### DATA SECTION
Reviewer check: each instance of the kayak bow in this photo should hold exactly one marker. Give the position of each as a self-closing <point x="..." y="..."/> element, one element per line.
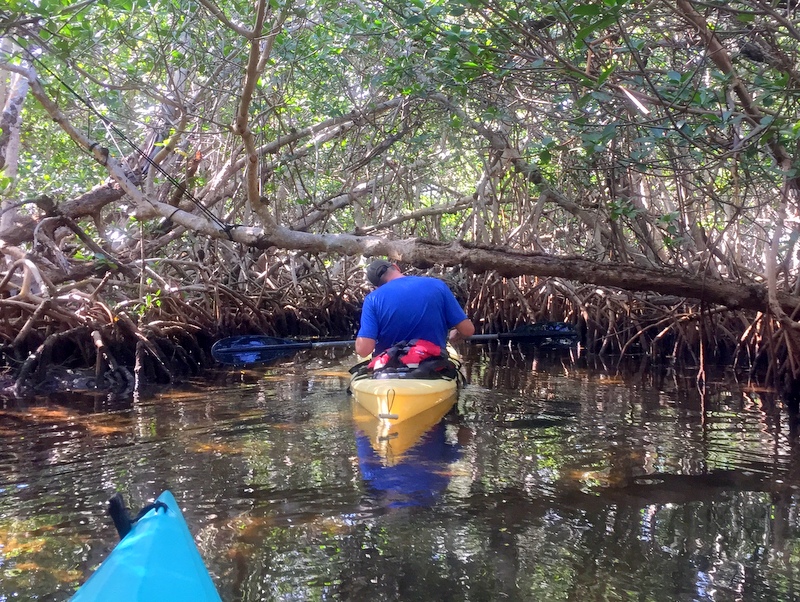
<point x="158" y="560"/>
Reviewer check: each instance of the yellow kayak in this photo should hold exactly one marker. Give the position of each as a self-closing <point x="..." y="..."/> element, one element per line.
<point x="390" y="441"/>
<point x="398" y="397"/>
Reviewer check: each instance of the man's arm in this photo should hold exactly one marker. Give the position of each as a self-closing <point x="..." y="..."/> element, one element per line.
<point x="365" y="346"/>
<point x="462" y="330"/>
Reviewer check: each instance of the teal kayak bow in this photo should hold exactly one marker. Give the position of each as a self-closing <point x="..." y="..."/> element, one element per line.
<point x="157" y="560"/>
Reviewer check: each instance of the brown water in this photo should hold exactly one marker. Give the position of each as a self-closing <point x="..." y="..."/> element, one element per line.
<point x="549" y="480"/>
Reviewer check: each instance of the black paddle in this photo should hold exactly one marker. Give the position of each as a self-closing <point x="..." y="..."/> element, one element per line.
<point x="260" y="349"/>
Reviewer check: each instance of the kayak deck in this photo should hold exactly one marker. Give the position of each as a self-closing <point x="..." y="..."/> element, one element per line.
<point x="157" y="560"/>
<point x="398" y="399"/>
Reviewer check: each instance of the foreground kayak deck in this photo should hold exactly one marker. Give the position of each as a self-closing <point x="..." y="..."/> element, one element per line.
<point x="398" y="399"/>
<point x="158" y="560"/>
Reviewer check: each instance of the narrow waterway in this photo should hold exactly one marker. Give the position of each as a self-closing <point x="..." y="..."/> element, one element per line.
<point x="552" y="478"/>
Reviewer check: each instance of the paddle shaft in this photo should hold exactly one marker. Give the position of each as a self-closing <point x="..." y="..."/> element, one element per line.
<point x="536" y="334"/>
<point x="288" y="346"/>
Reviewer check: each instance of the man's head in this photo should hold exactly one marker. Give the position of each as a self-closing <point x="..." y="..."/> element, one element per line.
<point x="377" y="270"/>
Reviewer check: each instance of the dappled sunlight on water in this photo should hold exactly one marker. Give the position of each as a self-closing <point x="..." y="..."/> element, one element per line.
<point x="550" y="479"/>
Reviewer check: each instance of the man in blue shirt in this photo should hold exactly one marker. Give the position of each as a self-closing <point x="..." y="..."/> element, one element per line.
<point x="403" y="308"/>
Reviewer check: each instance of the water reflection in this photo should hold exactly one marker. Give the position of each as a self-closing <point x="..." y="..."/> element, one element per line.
<point x="406" y="464"/>
<point x="577" y="481"/>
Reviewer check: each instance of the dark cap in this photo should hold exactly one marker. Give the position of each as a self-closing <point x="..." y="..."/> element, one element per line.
<point x="376" y="270"/>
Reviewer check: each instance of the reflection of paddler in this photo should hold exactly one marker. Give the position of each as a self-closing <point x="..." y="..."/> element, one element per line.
<point x="406" y="463"/>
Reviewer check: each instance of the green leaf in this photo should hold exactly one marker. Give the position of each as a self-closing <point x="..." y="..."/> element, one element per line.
<point x="587" y="10"/>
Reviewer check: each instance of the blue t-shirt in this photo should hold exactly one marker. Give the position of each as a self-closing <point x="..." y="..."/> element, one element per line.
<point x="411" y="307"/>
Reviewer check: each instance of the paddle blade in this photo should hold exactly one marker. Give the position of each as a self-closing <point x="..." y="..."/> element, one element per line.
<point x="253" y="349"/>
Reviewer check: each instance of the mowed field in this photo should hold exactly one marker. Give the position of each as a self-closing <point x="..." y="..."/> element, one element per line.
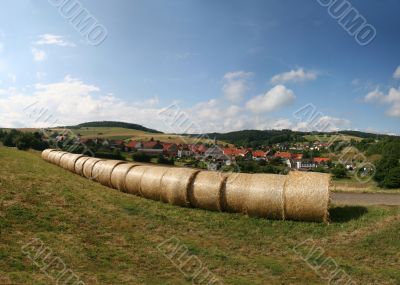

### PROBLEM STATEMENT
Collect every line in the material above that contains the string "deck". Case counts, so match only that exact capitalization.

### CORRECT RESULT
Reviewer check: each instance of the kayak deck in this photo should hold exactly one marker. Give the position of each as a self-closing <point x="..." y="..."/> element, one element per line.
Reviewer check: each instance of the foreground kayak deck in this photo should hold exactly one marker. Give the position of each as a self-closing <point x="..." y="..."/> element, one element per line.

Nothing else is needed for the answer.